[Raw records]
· · · · · · ·

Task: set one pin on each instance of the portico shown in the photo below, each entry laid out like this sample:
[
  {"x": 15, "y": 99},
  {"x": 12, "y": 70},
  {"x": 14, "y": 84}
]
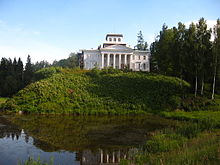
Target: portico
[
  {"x": 116, "y": 61},
  {"x": 114, "y": 53}
]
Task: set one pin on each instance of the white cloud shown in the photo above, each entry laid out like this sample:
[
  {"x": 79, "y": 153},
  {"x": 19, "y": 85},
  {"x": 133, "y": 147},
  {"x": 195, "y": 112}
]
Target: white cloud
[
  {"x": 18, "y": 41},
  {"x": 38, "y": 52},
  {"x": 210, "y": 23}
]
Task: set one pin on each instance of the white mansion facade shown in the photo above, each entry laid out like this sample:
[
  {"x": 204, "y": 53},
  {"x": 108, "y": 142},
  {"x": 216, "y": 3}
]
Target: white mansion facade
[{"x": 115, "y": 53}]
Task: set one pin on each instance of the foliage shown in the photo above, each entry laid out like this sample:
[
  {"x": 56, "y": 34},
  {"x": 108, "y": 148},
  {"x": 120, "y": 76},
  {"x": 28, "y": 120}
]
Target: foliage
[
  {"x": 11, "y": 74},
  {"x": 28, "y": 72},
  {"x": 70, "y": 62},
  {"x": 94, "y": 92},
  {"x": 189, "y": 54},
  {"x": 46, "y": 72},
  {"x": 2, "y": 100},
  {"x": 32, "y": 161},
  {"x": 141, "y": 45}
]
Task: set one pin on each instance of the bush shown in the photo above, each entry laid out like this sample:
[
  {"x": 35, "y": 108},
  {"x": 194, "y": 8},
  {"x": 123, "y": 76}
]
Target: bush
[{"x": 97, "y": 91}]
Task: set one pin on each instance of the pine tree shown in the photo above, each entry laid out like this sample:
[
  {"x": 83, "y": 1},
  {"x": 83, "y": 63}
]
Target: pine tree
[
  {"x": 141, "y": 44},
  {"x": 216, "y": 55},
  {"x": 28, "y": 72}
]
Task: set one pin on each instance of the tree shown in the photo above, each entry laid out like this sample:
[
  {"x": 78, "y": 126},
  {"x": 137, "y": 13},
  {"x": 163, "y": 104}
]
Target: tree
[
  {"x": 216, "y": 54},
  {"x": 179, "y": 49},
  {"x": 28, "y": 72},
  {"x": 141, "y": 44},
  {"x": 70, "y": 62},
  {"x": 204, "y": 47}
]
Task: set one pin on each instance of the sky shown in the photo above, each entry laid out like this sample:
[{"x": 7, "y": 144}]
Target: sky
[{"x": 52, "y": 29}]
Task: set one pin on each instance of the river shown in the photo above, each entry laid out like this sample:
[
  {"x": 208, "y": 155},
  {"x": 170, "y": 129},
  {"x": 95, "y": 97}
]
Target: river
[{"x": 74, "y": 140}]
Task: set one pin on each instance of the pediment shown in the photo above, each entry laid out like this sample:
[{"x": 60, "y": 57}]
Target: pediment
[{"x": 117, "y": 47}]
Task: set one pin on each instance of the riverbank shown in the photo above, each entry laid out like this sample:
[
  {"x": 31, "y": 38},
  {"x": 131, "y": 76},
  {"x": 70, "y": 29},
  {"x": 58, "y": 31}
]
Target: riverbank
[
  {"x": 105, "y": 91},
  {"x": 195, "y": 140}
]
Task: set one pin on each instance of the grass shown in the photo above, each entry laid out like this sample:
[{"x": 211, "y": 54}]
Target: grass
[
  {"x": 206, "y": 117},
  {"x": 3, "y": 100},
  {"x": 32, "y": 161},
  {"x": 201, "y": 150},
  {"x": 98, "y": 92},
  {"x": 194, "y": 141}
]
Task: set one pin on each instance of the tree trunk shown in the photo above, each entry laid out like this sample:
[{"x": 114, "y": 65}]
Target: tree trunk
[
  {"x": 202, "y": 88},
  {"x": 196, "y": 85}
]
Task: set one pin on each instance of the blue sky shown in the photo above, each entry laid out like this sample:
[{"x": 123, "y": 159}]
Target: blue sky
[{"x": 52, "y": 29}]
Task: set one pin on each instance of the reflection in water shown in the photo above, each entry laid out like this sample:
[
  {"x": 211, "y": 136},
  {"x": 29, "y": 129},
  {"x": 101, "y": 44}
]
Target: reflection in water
[
  {"x": 106, "y": 157},
  {"x": 73, "y": 139}
]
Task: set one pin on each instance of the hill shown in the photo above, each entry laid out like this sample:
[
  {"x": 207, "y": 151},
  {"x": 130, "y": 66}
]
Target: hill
[{"x": 98, "y": 92}]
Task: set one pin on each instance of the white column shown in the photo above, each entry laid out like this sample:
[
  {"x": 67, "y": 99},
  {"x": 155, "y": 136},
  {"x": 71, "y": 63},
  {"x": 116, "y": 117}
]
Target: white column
[
  {"x": 103, "y": 57},
  {"x": 118, "y": 156},
  {"x": 113, "y": 157},
  {"x": 130, "y": 61},
  {"x": 125, "y": 59},
  {"x": 108, "y": 59},
  {"x": 107, "y": 158},
  {"x": 119, "y": 62},
  {"x": 114, "y": 59}
]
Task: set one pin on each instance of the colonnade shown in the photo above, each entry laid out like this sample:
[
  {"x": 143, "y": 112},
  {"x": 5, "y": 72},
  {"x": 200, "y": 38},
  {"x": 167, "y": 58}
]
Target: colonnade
[{"x": 118, "y": 61}]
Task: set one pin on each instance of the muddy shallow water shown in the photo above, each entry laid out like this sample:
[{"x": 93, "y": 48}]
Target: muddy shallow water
[{"x": 73, "y": 140}]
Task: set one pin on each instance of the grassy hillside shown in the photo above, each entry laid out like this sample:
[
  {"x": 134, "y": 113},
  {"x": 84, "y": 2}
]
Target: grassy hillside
[{"x": 99, "y": 92}]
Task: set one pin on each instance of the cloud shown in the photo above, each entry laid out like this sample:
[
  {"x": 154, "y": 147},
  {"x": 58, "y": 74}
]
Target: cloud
[
  {"x": 18, "y": 41},
  {"x": 210, "y": 23}
]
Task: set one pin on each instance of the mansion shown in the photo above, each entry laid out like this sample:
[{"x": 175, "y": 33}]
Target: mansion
[{"x": 114, "y": 53}]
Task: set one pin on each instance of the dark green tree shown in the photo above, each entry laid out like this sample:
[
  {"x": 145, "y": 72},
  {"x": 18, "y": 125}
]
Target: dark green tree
[
  {"x": 141, "y": 44},
  {"x": 28, "y": 72},
  {"x": 204, "y": 49}
]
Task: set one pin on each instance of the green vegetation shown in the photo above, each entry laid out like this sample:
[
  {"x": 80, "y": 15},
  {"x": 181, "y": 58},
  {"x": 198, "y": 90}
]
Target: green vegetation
[
  {"x": 32, "y": 161},
  {"x": 2, "y": 100},
  {"x": 99, "y": 92},
  {"x": 188, "y": 53},
  {"x": 187, "y": 143}
]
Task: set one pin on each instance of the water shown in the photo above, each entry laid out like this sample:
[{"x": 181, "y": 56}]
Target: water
[{"x": 74, "y": 140}]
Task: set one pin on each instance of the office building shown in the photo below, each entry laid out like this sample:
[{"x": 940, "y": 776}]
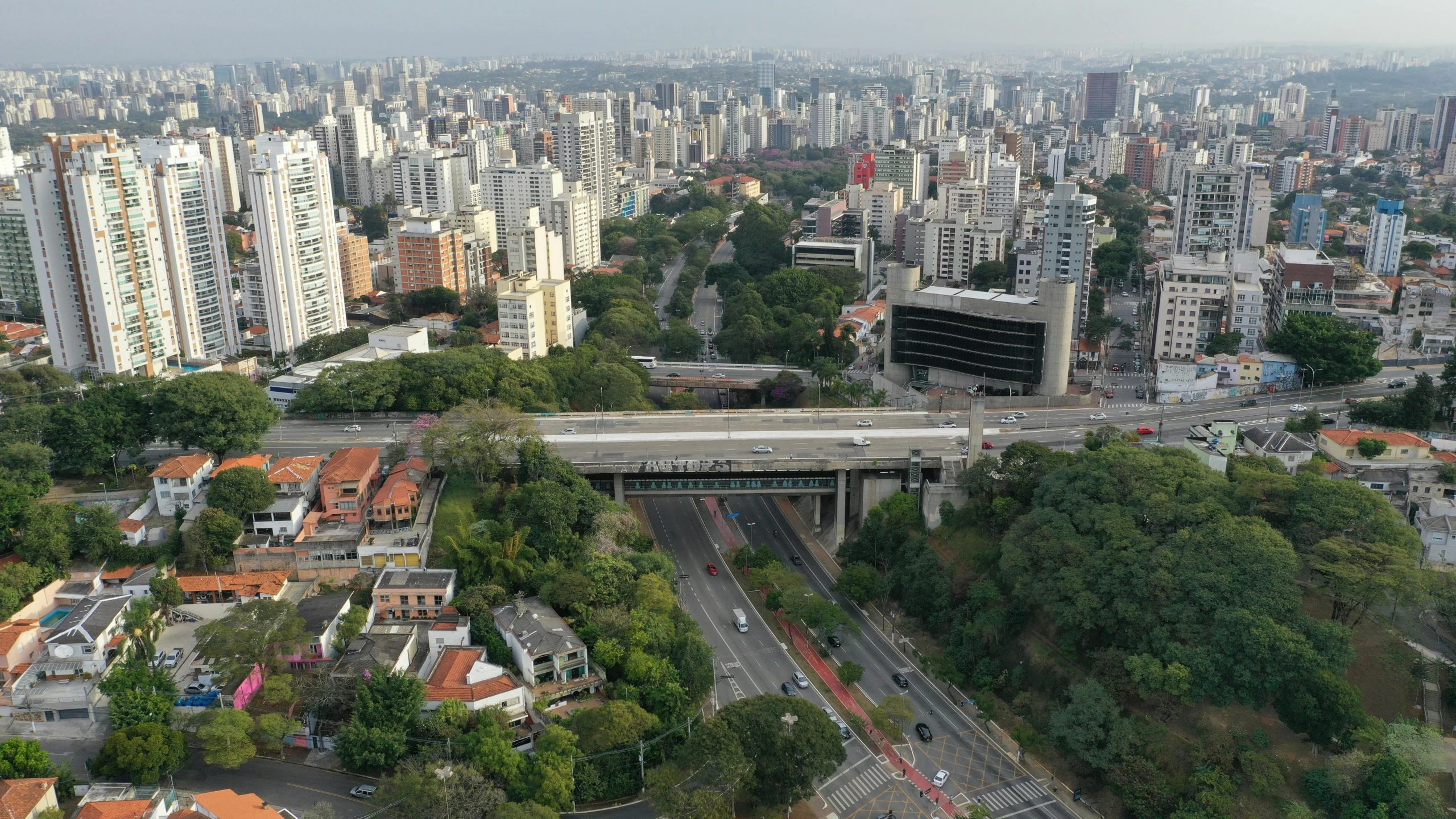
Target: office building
[
  {"x": 299, "y": 291},
  {"x": 511, "y": 191},
  {"x": 586, "y": 152},
  {"x": 1222, "y": 208},
  {"x": 98, "y": 257},
  {"x": 976, "y": 338},
  {"x": 576, "y": 218},
  {"x": 1387, "y": 237},
  {"x": 190, "y": 221},
  {"x": 1306, "y": 222}
]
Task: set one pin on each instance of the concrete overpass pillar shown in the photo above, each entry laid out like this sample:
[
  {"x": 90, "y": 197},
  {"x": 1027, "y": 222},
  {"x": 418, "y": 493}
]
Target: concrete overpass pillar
[{"x": 839, "y": 506}]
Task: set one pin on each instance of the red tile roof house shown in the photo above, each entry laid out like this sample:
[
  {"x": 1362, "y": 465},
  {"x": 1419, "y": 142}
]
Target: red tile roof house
[{"x": 349, "y": 483}]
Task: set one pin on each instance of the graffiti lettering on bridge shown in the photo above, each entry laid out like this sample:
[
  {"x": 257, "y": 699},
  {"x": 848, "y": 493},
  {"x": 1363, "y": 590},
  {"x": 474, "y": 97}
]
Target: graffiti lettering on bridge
[{"x": 706, "y": 465}]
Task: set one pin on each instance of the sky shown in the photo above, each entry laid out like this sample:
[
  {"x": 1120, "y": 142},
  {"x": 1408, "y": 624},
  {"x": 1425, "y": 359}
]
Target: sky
[{"x": 168, "y": 31}]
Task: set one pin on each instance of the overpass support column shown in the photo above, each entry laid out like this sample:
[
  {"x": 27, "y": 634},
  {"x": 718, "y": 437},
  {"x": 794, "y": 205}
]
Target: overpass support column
[{"x": 839, "y": 504}]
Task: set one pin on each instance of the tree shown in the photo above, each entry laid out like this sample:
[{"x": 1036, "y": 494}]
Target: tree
[
  {"x": 1335, "y": 349},
  {"x": 259, "y": 633},
  {"x": 241, "y": 491},
  {"x": 140, "y": 754},
  {"x": 228, "y": 739},
  {"x": 213, "y": 411}
]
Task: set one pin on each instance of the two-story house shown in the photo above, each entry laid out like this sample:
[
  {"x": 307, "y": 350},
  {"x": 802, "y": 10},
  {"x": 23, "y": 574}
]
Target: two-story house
[
  {"x": 296, "y": 486},
  {"x": 178, "y": 481},
  {"x": 347, "y": 483},
  {"x": 412, "y": 594},
  {"x": 551, "y": 656}
]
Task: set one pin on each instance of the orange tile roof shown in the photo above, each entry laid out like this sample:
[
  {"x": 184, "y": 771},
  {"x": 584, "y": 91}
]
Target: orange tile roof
[
  {"x": 448, "y": 681},
  {"x": 246, "y": 585},
  {"x": 181, "y": 465},
  {"x": 19, "y": 797},
  {"x": 350, "y": 464},
  {"x": 257, "y": 461},
  {"x": 295, "y": 470},
  {"x": 1350, "y": 437},
  {"x": 120, "y": 809},
  {"x": 228, "y": 805}
]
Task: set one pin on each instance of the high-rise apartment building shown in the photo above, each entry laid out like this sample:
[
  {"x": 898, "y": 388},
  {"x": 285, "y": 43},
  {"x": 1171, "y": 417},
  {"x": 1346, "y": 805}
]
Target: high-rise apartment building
[
  {"x": 1387, "y": 237},
  {"x": 190, "y": 221},
  {"x": 299, "y": 291},
  {"x": 586, "y": 152},
  {"x": 100, "y": 258}
]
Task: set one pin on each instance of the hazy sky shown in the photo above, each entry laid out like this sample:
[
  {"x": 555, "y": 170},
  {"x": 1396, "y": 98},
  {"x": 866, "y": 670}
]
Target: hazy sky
[{"x": 160, "y": 31}]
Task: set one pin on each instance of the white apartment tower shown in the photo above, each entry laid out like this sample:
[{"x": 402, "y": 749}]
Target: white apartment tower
[
  {"x": 98, "y": 257},
  {"x": 299, "y": 292},
  {"x": 587, "y": 154},
  {"x": 190, "y": 219}
]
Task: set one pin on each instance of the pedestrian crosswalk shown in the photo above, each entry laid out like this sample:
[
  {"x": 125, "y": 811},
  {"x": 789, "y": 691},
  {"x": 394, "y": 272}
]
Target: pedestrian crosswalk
[
  {"x": 859, "y": 787},
  {"x": 1011, "y": 795}
]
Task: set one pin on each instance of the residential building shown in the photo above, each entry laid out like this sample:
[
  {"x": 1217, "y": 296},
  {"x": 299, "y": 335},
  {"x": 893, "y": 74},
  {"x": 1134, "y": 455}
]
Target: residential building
[
  {"x": 190, "y": 219},
  {"x": 1222, "y": 208},
  {"x": 1387, "y": 237},
  {"x": 414, "y": 594},
  {"x": 297, "y": 292},
  {"x": 547, "y": 651},
  {"x": 101, "y": 267},
  {"x": 178, "y": 481},
  {"x": 1292, "y": 449},
  {"x": 965, "y": 338}
]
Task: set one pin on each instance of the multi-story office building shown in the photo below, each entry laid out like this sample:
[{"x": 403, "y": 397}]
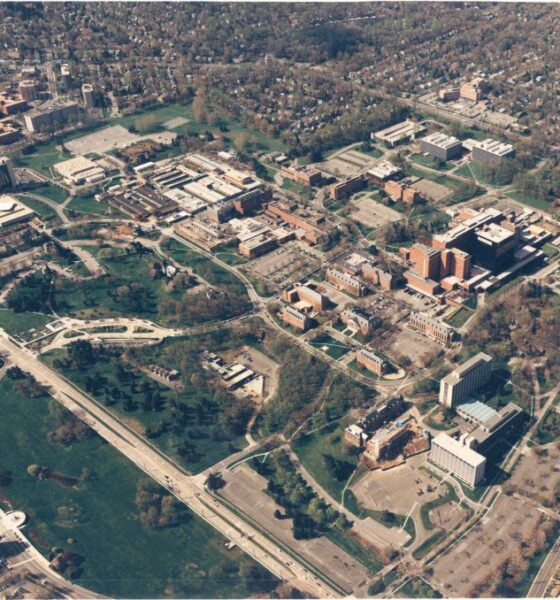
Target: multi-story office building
[
  {"x": 432, "y": 328},
  {"x": 441, "y": 145},
  {"x": 295, "y": 318},
  {"x": 308, "y": 176},
  {"x": 473, "y": 90},
  {"x": 346, "y": 282},
  {"x": 372, "y": 362},
  {"x": 57, "y": 116},
  {"x": 7, "y": 174},
  {"x": 88, "y": 95},
  {"x": 466, "y": 379},
  {"x": 491, "y": 151},
  {"x": 460, "y": 460},
  {"x": 341, "y": 189},
  {"x": 29, "y": 90}
]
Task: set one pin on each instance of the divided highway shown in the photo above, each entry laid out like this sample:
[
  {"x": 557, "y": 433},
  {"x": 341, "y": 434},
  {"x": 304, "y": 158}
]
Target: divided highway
[{"x": 188, "y": 489}]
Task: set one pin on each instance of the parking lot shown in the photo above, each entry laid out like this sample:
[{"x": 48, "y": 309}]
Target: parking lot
[
  {"x": 538, "y": 476},
  {"x": 464, "y": 569},
  {"x": 399, "y": 488},
  {"x": 373, "y": 214},
  {"x": 283, "y": 266},
  {"x": 245, "y": 488},
  {"x": 103, "y": 140},
  {"x": 413, "y": 344}
]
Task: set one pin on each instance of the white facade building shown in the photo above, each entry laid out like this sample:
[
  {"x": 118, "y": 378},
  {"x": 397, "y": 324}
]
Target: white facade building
[
  {"x": 464, "y": 380},
  {"x": 463, "y": 462}
]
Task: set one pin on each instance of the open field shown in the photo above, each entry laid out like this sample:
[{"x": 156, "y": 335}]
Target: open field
[
  {"x": 398, "y": 489},
  {"x": 97, "y": 517},
  {"x": 192, "y": 425},
  {"x": 414, "y": 345},
  {"x": 373, "y": 214}
]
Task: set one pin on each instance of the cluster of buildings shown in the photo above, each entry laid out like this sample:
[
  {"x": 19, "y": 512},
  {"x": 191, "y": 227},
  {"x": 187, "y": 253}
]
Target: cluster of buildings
[
  {"x": 356, "y": 271},
  {"x": 463, "y": 455},
  {"x": 446, "y": 147},
  {"x": 305, "y": 301},
  {"x": 383, "y": 434},
  {"x": 13, "y": 212},
  {"x": 480, "y": 252}
]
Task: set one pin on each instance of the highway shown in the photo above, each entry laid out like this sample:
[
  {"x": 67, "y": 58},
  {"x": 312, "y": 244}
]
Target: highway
[{"x": 188, "y": 489}]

· · · · · · ·

## WHAT THE TASK REQUIRES
Quote exactly and only the lines from the one holding "Task: set one pin on each instance of the divided" through the end of the data.

## SOLUTION
Task: set one pin on each instance of the divided highway shown in the photo above, each entry laid out like this sample:
[
  {"x": 557, "y": 433},
  {"x": 341, "y": 434},
  {"x": 304, "y": 158}
]
Target: divided highway
[{"x": 188, "y": 489}]
Task: set one pin on each instance of the parking lot shown in the photo above, each entry laid out like this sample:
[{"x": 48, "y": 309}]
Target: parking lot
[
  {"x": 538, "y": 476},
  {"x": 464, "y": 569},
  {"x": 399, "y": 488},
  {"x": 373, "y": 214},
  {"x": 283, "y": 266},
  {"x": 245, "y": 488},
  {"x": 103, "y": 140},
  {"x": 413, "y": 344}
]
Task: set one pin on each instance of the white facade building shown in the photo above, each entry laid out like this sample:
[
  {"x": 118, "y": 378},
  {"x": 397, "y": 324}
]
Target: white facade building
[
  {"x": 464, "y": 380},
  {"x": 463, "y": 462}
]
Task: set one pin on each instance of the open field shown in the photo above, each entry laid out like this sample:
[{"x": 156, "y": 335}]
Target: open field
[
  {"x": 398, "y": 489},
  {"x": 97, "y": 517},
  {"x": 192, "y": 425},
  {"x": 414, "y": 345},
  {"x": 373, "y": 214}
]
Task: set one pin on each instance of the cluster of buildings shown in the photo above, each entry laid out like this sample:
[
  {"x": 19, "y": 512},
  {"x": 191, "y": 227},
  {"x": 187, "y": 253}
]
Target: cluster of buildings
[
  {"x": 356, "y": 271},
  {"x": 463, "y": 455},
  {"x": 446, "y": 147},
  {"x": 305, "y": 301},
  {"x": 383, "y": 434},
  {"x": 13, "y": 212},
  {"x": 480, "y": 252}
]
Task: set one pin on each instance of the highway shown in the photo above, each entry laid out like this sample:
[
  {"x": 67, "y": 58},
  {"x": 312, "y": 244}
]
Target: highway
[{"x": 188, "y": 489}]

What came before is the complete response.